:: INSTRUCTIONS FOR THE TASK ::
Format each line of the listing below as a string in a JSON list, one string per line, and leave out any blank lines.

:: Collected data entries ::

<<<<

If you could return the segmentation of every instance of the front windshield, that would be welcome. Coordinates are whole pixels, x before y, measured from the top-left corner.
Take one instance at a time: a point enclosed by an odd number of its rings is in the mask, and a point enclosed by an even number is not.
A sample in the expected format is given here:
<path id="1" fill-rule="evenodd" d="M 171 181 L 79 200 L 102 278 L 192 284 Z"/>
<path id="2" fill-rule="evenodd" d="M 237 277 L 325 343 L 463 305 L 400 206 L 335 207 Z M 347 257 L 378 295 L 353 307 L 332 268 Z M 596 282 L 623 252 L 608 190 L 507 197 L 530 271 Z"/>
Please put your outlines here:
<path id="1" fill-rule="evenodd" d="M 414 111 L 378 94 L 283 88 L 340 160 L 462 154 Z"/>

>>>>

:: OUTPUT BELOW ::
[
  "If you could return the segmentation of every instance of the front windshield, that would be welcome. Coordinates are whole pixels, x before y, measured from the top-left corner.",
  "Take one instance at a time: a point enclosed by an odd number of its rings is in the mask, and a point enclosed by an even number is not.",
  "A sample in the expected format is given here:",
  "<path id=\"1\" fill-rule=\"evenodd\" d=\"M 171 181 L 79 200 L 102 278 L 192 284 Z\"/>",
  "<path id=\"2\" fill-rule=\"evenodd\" d=\"M 237 277 L 325 343 L 463 305 L 400 206 L 335 207 Z M 347 257 L 378 295 L 353 307 L 332 268 Z M 596 282 L 623 252 L 608 190 L 507 197 L 530 271 Z\"/>",
  "Please put your outlines here:",
  "<path id=\"1\" fill-rule=\"evenodd\" d=\"M 414 111 L 378 94 L 283 88 L 340 160 L 462 154 Z\"/>"
]